#### [节选]
【DP】 HDOJ 3652 B-number

数位DP。。dp[i][j][k][l]代表长度为i，各位数和为j，前面一个数为k，l代表是否满足包含13。。

#include <iostream>
#include <queue>
#include <stack>
#include <map>
#include <set>
#include <bitset>
#include <cstdio>
#include <algorithm>
#include <cstring>
#include <climits>
#include <cstdlib>
#include <cmath>
#include <time.h>
#define maxn 500005
#define maxm 300005
#define eps 1e-3
#define mod 9999677
#define INF 0x3f3f3f3f
#define PI (acos(-1.0))
#define lowbit(x) (x&(-x))
#define mp make_pair
#define ls o<<1
#define rs o<<1 | 1
#define lson o<<1, L, mid 
#define rson o<<1 | 1, mid+1, R
#define pii pair<int, int>
#pragma comment(linker, "/STACK:16777216")
typedef long long LL;
typedef unsigned long long ULL;
using namespace std;
LL qpow(LL a, LL b){LL res=1,base=a;while(b){if(b%2)res=res*base;base=base*base;b/=2;}return res;}
LL powmod(LL a, LL b){LL res=1,base=a;while(b){if(b%2)res=res*base%mod;base=base*base%mod;b/=2;}return res;}
//head

int dp[20][20][20][2];
int digit[20];
int ten[20];
int n;

int dfs(int pos, int sum, int pre, int flag, int limit)
{
	if(dp[pos][sum][pre][flag] != -1 && !limit) return dp[pos][sum][pre][flag];
	if(pos == 0) {
		if(sum == 0 && flag) return true;
		else return false;
	}
	int a = 0, b = limit ? digit[pos] : 9, ans = 0;
	for(int i = a; i <= b; i++)

#### [数据内容]
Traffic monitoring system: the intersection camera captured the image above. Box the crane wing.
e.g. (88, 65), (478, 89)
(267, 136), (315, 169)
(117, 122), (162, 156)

#### [练习说明]
请照录节选中从“typedef long long”起往下直至“flag, int limit)”为止的全部文字。 作答时只能依据节选文字。

#### [参考作答]
typedef long long LL;
typedef unsigned long long ULL;
using namespace std;
LL qpow(LL a, LL b){LL res=1,base=a;while(b){if(b%2)res=res*base;base=base*base;b/=2;}return res;}
LL powmod(LL a, LL b){LL res=1,base=a;while(b){if(b%2)res=res*base%mod;base=base*base%mod;b/=2;}return res;}
//head

int dp[20][20][20][2];
int digit[20];
int ten[20];
int n;

int dfs(int pos, int sum, int pre, int flag, int limit)